:: Text under study ::

-=-=-=-=-

A Robust Modulus-Based Matrix Splitting Iteration Method for Mixed-Cell-Height Circuit Legalization

Abstract

Modern circuits often contain standard cells of different row heights to meet various design requirements. Taller cells give larger drive strengths and higher speed at the cost of larger areas and power. Multi-row height standard cells incur challenging issues for layout designs, especially the mixed-cell-height legalization problem with heterogeneous cell structures. Honoring the good cell positions from global placement, we present in this article a robust modulus-based matrix splitting iteration method (RMMSIM) to solve the mixed-cell-height legalization problem. Fixing the cell ordering from global placement and relaxing the right-boundary constraints, our proposed method first converts the problem into an equivalent linear complementarity problem (LCP), and then properly splits the matrices in the LCP so that the RMMSIM can solve the LCP optimally. The RMMSIM effectively explores the sparse characteristic of a circuit, and takes only linear time per iteration; as a result, it can solve the QP very efficiently. Finally, an allocation scheme for illegal cells is used to align such cells to placement sites on rows and fix the placement of out-of-right-boundary cells, if any. Experimental results show the effectiveness and efficiency of our proposed algorithm. In addition, the RMMSIM convergence and optimality are theoretically proved and empirically validated. In particular, this article provides a new RMMSIM formulation for various optimization problems that require solving large-scale convex quadratic programming problems efficiently.

-=-=-=-=-

:: Collection entries ::
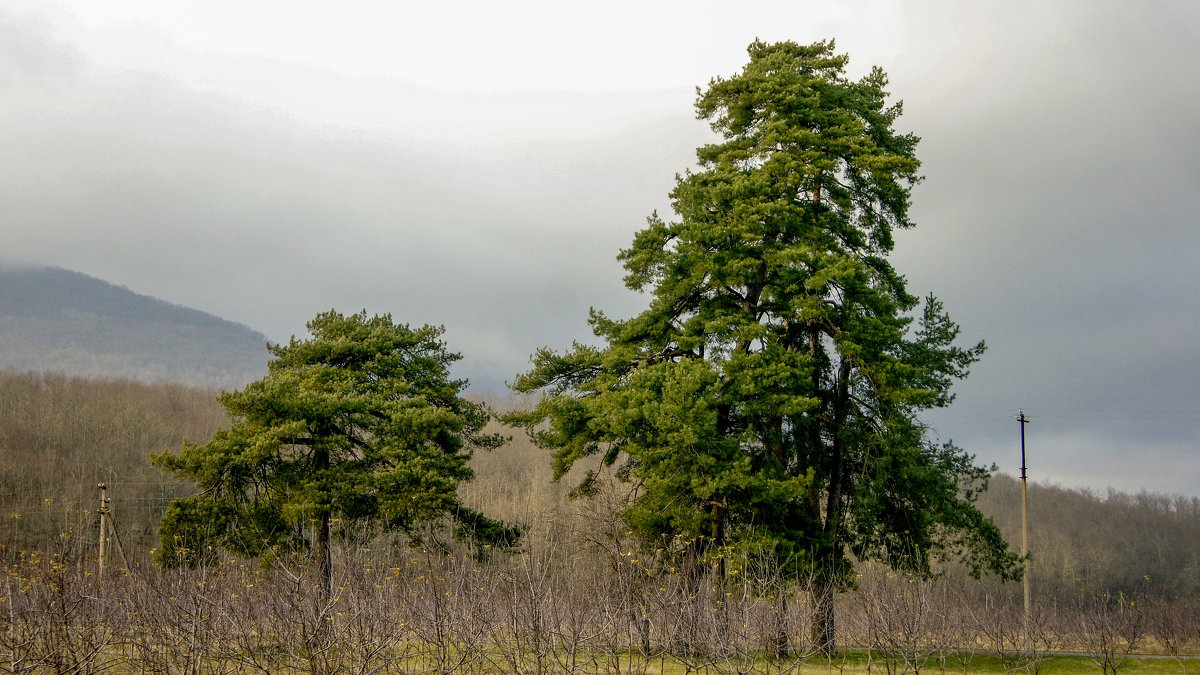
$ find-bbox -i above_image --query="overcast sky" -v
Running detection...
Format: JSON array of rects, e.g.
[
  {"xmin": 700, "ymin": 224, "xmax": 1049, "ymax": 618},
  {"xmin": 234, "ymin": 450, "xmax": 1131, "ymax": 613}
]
[{"xmin": 0, "ymin": 0, "xmax": 1200, "ymax": 496}]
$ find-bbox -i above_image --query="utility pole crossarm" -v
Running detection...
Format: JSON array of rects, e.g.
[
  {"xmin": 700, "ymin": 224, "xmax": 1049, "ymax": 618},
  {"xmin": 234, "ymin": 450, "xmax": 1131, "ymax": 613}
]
[{"xmin": 1016, "ymin": 410, "xmax": 1030, "ymax": 635}]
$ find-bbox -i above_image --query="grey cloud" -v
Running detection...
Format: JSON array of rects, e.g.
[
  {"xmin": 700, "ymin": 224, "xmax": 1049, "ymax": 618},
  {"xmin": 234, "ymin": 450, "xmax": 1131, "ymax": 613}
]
[{"xmin": 0, "ymin": 2, "xmax": 1200, "ymax": 495}]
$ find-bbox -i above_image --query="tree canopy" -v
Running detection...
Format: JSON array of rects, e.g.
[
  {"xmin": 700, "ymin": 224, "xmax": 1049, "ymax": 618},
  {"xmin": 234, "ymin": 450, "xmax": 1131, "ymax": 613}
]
[
  {"xmin": 155, "ymin": 311, "xmax": 516, "ymax": 585},
  {"xmin": 509, "ymin": 41, "xmax": 1020, "ymax": 647}
]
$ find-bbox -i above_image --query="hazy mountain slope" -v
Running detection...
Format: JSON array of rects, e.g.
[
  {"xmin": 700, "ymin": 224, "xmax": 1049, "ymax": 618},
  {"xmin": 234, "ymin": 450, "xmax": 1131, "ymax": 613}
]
[{"xmin": 0, "ymin": 268, "xmax": 268, "ymax": 389}]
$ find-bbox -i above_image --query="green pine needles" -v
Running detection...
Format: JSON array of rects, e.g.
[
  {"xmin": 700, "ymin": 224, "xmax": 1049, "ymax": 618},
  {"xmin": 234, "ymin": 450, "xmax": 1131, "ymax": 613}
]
[
  {"xmin": 508, "ymin": 41, "xmax": 1020, "ymax": 650},
  {"xmin": 154, "ymin": 311, "xmax": 517, "ymax": 587}
]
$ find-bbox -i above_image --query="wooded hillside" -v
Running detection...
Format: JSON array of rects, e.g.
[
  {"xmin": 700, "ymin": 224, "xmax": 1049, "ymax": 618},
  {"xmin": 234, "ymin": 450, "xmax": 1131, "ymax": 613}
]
[{"xmin": 0, "ymin": 268, "xmax": 268, "ymax": 389}]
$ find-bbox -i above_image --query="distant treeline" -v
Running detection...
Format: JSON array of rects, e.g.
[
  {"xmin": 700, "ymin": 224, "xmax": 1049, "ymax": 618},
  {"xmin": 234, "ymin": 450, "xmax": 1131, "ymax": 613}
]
[{"xmin": 0, "ymin": 371, "xmax": 1200, "ymax": 598}]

-=-=-=-=-

:: Using the information ::
(a) According to the abstract on mixed-cell-height legalization, why can the RMMSIM solve the QP very efficiently?
(b) Decide whether each statement agrees with the abstract on mixed-cell-height legalization, answering yes or no and quoting the deciding words: (i) The proposed method relaxes the right-boundary constraints. (ii) The proposed method changes the cell ordering from global placement. (iii) Taller cells give smaller drive strengths.

:: Solutions to the problems ::
(a) The RMMSIM effectively explores the sparse characteristic of a circuit and takes only linear time per iteration. As a result, it can solve the QP very efficiently.

(b)
(i) Yes: "relaxing the right-boundary constraints"
(ii) No: "Fixing the cell ordering from global placement"
(iii) No: "Taller cells give larger drive strengths and higher speed at the cost of larger areas and power"